题目: 请将从含有"of the utility"的那一行到含有"8], [428, 8]]"的那一行（首尾两行均包括在内）逐行重写，并将答案中的每个坐标数值乘以1.05进行缩放，按四舍五入（逢0.5进位）取整，其余文字保持不变。只输出这些行。

+++

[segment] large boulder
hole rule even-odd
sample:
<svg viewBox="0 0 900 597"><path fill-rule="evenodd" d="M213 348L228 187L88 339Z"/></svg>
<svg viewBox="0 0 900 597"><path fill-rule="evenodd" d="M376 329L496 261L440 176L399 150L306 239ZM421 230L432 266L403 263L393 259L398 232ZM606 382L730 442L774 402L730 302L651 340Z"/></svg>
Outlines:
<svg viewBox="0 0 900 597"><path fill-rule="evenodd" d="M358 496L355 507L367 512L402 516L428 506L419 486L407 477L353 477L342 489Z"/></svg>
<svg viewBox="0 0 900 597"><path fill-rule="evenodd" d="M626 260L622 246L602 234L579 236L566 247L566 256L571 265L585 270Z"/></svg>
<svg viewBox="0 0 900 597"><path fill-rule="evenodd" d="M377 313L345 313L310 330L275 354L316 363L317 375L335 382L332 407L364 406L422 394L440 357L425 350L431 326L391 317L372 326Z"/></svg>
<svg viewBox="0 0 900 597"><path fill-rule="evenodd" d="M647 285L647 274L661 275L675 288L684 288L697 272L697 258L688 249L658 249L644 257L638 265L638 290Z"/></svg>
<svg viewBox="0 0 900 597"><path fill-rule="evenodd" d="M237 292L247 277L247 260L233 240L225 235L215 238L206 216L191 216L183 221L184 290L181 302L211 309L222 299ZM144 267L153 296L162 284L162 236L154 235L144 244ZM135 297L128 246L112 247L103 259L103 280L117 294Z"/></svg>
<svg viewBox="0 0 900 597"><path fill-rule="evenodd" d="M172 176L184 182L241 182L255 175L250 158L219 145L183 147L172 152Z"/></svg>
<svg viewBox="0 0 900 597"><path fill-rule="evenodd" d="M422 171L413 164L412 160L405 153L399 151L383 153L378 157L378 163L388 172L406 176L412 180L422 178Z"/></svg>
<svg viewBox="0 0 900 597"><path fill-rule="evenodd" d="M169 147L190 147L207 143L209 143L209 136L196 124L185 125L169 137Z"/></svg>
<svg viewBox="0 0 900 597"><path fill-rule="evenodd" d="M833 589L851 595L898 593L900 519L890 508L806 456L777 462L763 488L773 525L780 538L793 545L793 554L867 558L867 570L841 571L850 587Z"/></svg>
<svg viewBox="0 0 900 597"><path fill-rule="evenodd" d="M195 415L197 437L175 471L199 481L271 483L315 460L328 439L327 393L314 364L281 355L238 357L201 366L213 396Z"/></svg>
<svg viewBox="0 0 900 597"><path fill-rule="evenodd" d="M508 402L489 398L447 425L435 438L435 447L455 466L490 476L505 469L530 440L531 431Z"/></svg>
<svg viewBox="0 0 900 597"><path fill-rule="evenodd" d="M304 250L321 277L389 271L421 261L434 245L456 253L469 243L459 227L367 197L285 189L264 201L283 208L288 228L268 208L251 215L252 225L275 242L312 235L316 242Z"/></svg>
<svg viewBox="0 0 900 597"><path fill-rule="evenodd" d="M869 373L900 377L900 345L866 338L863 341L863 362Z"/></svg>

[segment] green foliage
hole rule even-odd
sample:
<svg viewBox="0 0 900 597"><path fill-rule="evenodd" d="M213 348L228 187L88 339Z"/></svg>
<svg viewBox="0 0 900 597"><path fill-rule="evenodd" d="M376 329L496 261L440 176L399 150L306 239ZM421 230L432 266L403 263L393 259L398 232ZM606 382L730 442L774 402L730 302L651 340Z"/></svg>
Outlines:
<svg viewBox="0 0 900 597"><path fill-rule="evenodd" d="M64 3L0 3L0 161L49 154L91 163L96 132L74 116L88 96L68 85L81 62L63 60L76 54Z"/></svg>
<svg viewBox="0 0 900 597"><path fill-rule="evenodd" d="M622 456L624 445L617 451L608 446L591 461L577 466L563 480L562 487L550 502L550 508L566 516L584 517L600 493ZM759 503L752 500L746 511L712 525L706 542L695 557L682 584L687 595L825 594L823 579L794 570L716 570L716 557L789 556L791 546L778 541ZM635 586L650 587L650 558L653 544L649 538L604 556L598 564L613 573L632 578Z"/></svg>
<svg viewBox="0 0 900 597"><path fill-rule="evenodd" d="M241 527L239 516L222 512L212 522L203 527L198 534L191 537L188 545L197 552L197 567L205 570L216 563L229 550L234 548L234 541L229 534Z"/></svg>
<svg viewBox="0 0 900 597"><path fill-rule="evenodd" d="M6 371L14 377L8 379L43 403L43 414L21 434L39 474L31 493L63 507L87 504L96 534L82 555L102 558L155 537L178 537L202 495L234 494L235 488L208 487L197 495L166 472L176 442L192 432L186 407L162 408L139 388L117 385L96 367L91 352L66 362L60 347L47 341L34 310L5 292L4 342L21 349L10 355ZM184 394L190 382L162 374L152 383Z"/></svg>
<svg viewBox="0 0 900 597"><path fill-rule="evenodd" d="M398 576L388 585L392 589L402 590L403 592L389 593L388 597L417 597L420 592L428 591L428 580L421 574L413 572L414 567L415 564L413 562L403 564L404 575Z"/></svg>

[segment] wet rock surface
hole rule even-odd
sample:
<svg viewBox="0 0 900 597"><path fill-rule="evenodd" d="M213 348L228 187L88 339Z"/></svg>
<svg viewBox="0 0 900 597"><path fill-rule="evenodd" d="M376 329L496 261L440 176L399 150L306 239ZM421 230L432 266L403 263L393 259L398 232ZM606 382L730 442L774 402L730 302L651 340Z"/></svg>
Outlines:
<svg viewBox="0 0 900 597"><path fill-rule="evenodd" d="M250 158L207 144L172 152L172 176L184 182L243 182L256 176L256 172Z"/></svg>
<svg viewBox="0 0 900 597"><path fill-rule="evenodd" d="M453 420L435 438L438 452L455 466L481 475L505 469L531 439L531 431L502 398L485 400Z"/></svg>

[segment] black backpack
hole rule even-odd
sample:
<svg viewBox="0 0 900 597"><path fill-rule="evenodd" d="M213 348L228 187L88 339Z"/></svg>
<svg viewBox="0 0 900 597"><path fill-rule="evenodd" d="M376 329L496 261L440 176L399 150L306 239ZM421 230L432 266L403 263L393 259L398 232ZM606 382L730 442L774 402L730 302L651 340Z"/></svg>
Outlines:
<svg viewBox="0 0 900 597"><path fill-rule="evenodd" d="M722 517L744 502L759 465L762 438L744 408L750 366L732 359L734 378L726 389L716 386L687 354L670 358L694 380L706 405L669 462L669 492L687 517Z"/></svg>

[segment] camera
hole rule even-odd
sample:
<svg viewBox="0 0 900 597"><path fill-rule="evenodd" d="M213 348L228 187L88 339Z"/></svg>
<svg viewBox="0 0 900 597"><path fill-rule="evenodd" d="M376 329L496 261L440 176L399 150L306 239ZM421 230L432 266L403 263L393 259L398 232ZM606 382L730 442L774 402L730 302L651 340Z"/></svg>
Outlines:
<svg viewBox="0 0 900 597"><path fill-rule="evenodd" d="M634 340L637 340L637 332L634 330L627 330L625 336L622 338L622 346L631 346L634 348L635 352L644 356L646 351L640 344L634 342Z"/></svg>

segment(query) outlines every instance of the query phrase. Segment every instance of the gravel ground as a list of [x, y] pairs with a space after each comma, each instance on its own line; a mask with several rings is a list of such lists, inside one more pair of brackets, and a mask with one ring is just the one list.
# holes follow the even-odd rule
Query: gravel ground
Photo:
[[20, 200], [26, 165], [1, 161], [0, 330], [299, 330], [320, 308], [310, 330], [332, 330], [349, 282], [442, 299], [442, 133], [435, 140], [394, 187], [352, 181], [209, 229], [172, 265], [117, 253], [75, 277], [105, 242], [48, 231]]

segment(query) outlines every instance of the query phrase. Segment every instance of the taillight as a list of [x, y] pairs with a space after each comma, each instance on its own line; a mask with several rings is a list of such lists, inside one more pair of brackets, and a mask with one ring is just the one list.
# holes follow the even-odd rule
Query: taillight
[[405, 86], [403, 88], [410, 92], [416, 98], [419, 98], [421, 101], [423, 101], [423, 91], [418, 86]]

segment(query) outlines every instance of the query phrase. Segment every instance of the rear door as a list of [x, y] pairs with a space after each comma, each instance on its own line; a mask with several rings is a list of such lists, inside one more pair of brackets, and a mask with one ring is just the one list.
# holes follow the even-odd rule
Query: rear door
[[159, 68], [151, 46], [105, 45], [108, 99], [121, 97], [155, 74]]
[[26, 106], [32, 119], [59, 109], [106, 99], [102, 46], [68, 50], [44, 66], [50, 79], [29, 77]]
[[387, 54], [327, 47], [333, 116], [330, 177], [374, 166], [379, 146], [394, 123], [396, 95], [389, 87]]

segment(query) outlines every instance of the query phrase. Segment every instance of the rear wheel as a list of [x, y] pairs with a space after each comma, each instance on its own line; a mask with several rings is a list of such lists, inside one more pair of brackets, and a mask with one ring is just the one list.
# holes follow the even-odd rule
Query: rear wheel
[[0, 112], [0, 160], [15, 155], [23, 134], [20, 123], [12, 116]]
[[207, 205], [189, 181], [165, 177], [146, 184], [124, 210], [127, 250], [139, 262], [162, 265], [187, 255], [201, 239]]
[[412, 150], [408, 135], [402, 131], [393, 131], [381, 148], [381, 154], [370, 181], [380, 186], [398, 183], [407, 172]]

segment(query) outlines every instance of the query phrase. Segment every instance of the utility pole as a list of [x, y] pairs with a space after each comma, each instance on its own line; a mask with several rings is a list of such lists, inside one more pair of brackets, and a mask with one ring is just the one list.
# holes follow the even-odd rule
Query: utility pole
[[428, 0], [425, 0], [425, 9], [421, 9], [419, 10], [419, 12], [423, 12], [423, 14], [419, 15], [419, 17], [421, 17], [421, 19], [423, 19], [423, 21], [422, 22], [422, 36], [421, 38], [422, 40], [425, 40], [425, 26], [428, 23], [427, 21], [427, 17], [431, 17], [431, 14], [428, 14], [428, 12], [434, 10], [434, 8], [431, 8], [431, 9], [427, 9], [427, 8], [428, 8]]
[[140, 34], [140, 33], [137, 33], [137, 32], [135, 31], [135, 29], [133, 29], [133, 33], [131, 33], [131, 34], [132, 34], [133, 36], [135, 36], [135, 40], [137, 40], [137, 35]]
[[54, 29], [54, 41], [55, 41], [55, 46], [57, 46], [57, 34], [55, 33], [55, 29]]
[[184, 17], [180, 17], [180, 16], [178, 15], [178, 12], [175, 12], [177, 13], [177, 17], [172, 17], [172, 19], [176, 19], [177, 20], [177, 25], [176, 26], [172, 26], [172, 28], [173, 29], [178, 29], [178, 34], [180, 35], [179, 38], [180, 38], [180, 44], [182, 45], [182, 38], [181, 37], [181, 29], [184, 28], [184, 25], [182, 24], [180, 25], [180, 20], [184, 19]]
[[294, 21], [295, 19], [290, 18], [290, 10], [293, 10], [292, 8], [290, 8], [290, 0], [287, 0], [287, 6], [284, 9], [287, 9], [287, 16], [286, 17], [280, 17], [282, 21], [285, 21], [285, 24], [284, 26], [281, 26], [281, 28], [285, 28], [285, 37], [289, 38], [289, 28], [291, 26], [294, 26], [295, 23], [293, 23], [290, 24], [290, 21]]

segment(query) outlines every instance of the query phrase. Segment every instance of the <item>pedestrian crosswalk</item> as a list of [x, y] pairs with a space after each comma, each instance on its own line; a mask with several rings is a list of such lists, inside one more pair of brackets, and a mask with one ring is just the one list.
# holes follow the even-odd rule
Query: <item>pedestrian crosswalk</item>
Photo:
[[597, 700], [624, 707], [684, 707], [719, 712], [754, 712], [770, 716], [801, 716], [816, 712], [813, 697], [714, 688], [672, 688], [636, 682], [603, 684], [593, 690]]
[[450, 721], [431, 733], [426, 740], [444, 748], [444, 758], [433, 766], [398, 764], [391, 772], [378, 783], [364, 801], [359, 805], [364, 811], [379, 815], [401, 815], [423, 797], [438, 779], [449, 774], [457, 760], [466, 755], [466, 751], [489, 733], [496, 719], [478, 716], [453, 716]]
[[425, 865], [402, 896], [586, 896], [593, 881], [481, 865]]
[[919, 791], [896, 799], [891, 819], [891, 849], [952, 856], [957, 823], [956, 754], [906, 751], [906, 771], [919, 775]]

+++

练习输出:
segment(query) outlines every instance of the query phrase. Segment every instance of the utility pole as a list of [x, y] pairs with a space after each comma, each instance on its own line; a mask with several rings is a list of such lists, inside one more pair of brackets, and a mask with one ring is just the one list.
# holes follow the even-odd rule
Query: utility pole
[[449, 0], [446, 0], [446, 9], [442, 9], [440, 11], [440, 13], [444, 13], [444, 15], [440, 16], [440, 18], [442, 18], [442, 20], [444, 20], [444, 22], [443, 23], [443, 38], [442, 40], [443, 42], [446, 42], [446, 27], [449, 24], [448, 22], [448, 18], [453, 18], [453, 15], [449, 15], [449, 13], [456, 11], [456, 8], [453, 8], [453, 9], [448, 9], [448, 8], [449, 8]]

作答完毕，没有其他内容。